# Text:
★ ★ ★

Highlights
- Silver Lake Resources records solid production results in the December quarter.
- SLR’s operating performance in H1-22 positions it well on track to FY22 guidance.
- Despite this, SLR share price plunges more than 12% on the ASX.
ASX-Listed gold producer and explorer company- Silver Lake Resources Limited (ASX:SLR) shares have shed 12.090%, trading at AU$1.472 each, at 2:00 PM AEDT. SLR claims to have delivered good production numbers in the December quarter, making its first half performance aligned to achieving FY22 guidance. However, SLR shares remain unaffected by the numbers and continue to extend losses on the ASX.
How has Silver Lake’s December quarter been?
- SLR claims to have delivered solid quarterly production numbers.
- In the December quarter, SLR’s produced 65,148 ounces of gold equivalent, touching sales of 62,549 ounces of gold and 239 tonnes of copper. The sales price for SLR’s gold was AU$2,436/oz compared to an ASIC (All-In Sustaining Cost) of AU$1,633/oz.
- The quarterly numbers resulted in the first half production reaching 131,274 ounces gold equivalent, taking sales to 124,600 ounces gold and 451 tonnes of copper. The selling price for gold is AU$2,418/oz for an ASIC of AU$1,597/oz.

★ ★ ★

# Aim 1:
Count how many lines in the records below contain the string "staircase", with case counting, and reply with the number alone.

(Some records)
★ ★ ★

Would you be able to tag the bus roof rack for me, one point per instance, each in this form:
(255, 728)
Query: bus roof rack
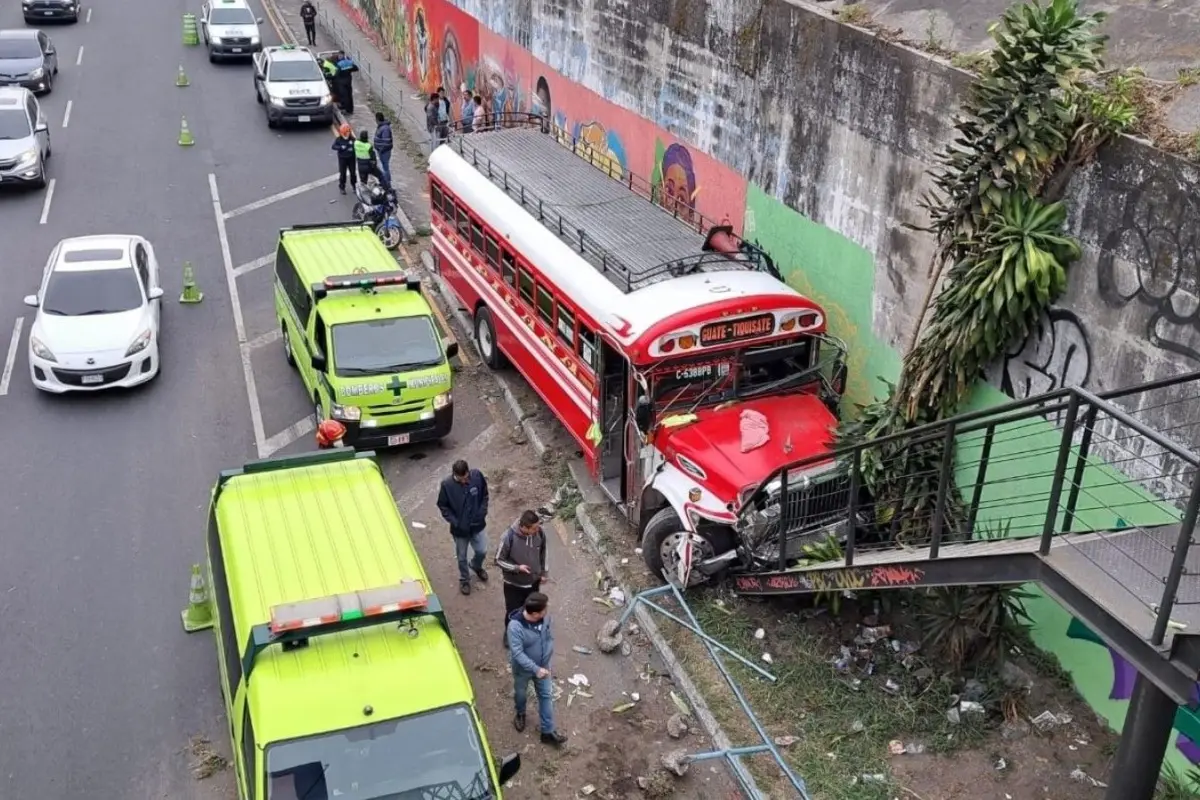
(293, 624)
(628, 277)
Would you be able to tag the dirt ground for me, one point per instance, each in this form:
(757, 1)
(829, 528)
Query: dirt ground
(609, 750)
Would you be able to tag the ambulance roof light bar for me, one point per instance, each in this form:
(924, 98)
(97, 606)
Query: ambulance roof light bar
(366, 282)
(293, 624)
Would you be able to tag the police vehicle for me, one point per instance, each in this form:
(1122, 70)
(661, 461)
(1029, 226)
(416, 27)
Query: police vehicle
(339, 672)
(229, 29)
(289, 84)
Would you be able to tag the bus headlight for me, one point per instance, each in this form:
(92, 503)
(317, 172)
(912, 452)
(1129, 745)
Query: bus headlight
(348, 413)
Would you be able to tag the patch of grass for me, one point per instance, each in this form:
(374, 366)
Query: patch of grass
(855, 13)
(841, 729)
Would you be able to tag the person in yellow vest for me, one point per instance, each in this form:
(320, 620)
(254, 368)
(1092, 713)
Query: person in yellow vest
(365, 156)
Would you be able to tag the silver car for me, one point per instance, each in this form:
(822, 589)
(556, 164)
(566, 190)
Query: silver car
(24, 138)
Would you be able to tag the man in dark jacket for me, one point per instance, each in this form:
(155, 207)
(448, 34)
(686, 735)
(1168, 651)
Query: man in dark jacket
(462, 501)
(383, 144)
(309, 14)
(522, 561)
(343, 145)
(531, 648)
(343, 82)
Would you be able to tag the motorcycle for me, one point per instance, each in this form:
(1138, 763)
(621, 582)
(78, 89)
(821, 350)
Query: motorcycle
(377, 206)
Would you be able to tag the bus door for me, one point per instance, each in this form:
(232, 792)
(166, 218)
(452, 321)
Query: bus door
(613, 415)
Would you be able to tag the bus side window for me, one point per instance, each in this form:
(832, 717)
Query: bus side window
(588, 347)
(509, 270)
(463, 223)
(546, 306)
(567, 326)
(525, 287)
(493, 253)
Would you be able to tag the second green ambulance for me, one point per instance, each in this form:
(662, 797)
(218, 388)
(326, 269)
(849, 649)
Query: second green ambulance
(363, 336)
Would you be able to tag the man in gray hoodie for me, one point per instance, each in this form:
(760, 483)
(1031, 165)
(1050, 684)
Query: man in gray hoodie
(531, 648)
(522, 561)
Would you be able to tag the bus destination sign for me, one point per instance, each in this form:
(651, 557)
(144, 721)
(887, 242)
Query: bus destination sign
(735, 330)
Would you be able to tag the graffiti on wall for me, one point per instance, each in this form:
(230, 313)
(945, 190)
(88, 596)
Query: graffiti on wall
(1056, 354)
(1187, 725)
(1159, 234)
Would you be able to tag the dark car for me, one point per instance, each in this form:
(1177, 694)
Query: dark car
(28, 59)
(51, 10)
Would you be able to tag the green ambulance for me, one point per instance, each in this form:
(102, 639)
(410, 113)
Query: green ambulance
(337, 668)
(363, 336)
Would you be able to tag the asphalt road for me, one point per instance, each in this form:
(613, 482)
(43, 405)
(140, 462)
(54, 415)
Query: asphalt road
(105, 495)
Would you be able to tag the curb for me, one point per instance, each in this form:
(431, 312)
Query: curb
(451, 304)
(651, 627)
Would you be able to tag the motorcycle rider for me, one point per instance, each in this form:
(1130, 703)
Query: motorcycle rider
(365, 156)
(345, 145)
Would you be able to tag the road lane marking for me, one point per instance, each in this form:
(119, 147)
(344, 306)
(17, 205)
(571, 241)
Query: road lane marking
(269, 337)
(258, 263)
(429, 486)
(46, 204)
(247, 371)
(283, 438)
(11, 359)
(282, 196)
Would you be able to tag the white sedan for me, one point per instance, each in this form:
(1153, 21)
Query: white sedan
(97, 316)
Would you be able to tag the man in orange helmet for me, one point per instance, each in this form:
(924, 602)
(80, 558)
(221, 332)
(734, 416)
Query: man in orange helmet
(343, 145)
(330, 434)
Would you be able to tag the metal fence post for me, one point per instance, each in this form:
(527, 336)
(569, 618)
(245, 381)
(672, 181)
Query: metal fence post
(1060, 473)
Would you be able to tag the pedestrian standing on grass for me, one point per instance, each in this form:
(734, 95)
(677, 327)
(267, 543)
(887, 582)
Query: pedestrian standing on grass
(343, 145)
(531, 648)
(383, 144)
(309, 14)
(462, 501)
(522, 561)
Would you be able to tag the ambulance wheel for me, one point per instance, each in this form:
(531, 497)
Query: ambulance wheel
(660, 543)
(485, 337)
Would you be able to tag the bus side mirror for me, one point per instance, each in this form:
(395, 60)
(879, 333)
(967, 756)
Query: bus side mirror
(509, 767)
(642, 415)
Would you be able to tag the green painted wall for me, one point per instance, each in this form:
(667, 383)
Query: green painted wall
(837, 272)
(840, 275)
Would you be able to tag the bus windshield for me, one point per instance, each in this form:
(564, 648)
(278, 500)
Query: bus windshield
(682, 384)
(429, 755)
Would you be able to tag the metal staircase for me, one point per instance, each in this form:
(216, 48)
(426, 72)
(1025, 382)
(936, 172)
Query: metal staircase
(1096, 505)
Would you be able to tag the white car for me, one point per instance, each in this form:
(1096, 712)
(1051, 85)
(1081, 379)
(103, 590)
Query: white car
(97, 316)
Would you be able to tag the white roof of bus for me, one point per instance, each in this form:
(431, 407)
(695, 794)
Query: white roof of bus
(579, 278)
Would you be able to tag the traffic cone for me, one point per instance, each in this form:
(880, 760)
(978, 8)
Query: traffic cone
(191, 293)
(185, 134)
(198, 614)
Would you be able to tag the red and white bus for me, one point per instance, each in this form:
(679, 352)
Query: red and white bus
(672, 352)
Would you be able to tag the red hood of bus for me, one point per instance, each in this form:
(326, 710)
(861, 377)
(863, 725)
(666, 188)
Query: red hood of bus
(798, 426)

★ ★ ★

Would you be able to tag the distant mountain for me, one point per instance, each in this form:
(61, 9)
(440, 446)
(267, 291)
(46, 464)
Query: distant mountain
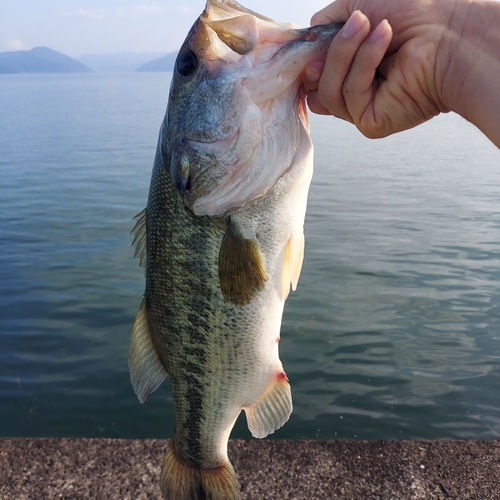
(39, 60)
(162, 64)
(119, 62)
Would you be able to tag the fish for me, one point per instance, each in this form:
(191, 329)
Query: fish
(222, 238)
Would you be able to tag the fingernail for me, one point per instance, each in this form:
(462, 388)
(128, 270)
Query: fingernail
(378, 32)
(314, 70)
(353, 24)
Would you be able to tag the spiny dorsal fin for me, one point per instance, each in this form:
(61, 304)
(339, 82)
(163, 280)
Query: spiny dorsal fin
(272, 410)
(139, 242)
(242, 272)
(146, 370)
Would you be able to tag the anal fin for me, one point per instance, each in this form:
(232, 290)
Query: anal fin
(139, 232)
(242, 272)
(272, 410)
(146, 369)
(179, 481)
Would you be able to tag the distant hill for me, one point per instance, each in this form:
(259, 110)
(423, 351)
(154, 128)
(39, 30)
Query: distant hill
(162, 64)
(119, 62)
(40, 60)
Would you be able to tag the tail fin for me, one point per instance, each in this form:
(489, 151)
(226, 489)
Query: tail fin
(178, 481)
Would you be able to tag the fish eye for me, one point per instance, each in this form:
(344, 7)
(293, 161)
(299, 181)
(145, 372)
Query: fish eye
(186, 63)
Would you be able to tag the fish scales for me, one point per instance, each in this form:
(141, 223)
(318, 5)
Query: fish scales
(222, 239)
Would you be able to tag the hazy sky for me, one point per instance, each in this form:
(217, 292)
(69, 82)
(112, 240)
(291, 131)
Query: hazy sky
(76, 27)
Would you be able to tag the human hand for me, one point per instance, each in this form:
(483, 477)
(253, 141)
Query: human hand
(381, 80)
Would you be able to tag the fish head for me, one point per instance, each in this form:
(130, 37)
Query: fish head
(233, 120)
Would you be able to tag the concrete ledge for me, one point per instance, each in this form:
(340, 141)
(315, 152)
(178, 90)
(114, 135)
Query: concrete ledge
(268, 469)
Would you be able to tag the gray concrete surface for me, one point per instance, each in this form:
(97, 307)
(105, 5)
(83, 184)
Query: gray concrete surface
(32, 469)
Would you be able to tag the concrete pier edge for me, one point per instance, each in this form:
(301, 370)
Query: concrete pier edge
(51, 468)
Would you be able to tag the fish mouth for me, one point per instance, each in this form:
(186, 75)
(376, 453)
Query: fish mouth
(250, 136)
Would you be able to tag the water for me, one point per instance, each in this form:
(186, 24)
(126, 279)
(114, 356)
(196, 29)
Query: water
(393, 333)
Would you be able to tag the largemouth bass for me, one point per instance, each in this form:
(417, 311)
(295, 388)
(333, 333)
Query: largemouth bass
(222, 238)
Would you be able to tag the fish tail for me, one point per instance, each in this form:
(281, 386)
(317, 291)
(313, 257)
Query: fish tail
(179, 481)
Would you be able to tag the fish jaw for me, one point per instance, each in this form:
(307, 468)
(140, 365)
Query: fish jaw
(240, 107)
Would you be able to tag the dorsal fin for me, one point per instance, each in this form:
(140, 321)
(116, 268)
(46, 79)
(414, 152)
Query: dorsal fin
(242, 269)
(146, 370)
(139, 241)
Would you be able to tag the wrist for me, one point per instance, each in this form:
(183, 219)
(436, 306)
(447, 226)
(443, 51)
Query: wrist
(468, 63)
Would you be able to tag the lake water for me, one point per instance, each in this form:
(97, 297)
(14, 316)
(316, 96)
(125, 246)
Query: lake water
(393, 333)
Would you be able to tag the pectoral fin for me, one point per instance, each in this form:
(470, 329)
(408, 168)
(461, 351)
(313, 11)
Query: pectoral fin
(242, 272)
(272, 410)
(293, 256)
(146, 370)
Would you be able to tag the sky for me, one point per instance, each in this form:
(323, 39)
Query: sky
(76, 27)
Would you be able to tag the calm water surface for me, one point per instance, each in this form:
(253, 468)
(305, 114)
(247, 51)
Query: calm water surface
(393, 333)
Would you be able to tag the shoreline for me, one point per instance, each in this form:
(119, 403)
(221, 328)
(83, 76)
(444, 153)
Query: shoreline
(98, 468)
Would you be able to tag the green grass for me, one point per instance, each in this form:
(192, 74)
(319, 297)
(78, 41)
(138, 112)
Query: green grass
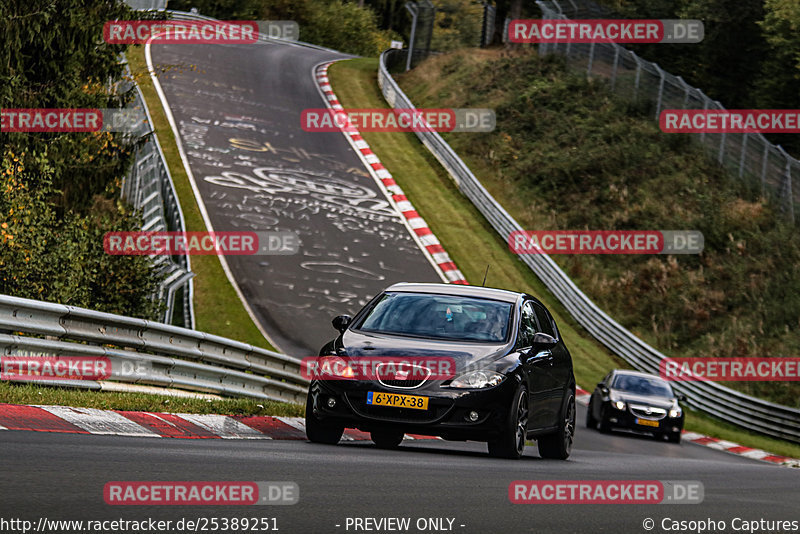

★ ★ ★

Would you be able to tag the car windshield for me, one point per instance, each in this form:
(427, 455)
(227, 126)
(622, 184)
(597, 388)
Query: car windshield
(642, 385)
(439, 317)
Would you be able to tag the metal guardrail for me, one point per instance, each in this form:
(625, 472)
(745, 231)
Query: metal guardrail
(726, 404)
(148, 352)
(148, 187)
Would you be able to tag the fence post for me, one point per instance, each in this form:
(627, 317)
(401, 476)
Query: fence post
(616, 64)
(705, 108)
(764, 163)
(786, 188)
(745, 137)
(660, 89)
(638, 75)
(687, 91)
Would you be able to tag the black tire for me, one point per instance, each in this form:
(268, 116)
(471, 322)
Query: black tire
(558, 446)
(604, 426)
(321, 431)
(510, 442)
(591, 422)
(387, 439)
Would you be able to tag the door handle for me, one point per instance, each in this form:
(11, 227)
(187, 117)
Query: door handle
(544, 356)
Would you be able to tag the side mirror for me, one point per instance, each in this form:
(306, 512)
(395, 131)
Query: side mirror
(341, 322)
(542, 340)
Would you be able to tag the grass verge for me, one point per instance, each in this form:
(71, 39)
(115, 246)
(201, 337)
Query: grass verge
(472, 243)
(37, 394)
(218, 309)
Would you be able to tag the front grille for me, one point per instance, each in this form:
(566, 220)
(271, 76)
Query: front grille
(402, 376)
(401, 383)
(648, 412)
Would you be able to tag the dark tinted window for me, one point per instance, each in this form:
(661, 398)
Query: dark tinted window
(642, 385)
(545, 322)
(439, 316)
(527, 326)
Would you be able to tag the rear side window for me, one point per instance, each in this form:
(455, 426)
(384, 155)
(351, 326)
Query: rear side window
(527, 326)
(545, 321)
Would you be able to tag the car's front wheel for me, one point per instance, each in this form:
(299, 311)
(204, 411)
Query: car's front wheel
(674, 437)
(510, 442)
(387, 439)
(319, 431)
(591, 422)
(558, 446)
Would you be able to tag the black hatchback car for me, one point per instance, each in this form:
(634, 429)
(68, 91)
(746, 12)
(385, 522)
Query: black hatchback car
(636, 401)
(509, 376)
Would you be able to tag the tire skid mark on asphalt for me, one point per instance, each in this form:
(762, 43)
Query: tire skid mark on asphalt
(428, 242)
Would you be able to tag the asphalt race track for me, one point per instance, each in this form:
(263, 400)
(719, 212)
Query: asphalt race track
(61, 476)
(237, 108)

★ ★ ★

# Aim 2:
Output everything in the Silver Lake Resources article from "- Despite this, SLR" down to "quarterly production numbers.", copied word for word.

# Worked solution 1:
2

# Worked solution 2:
- Despite this, SLR share price plunges more than 12% on the ASX.
ASX-Listed gold producer and explorer company- Silver Lake Resources Limited (ASX:SLR) shares have shed 12.090%, trading at AU$1.472 each, at 2:00 PM AEDT. SLR claims to have delivered good production numbers in the December quarter, making its first half performance aligned to achieving FY22 guidance. However, SLR shares remain unaffected by the numbers and continue to extend losses on the ASX.
How has Silver Lake’s December quarter been?
- SLR claims to have delivered solid quarterly production numbers.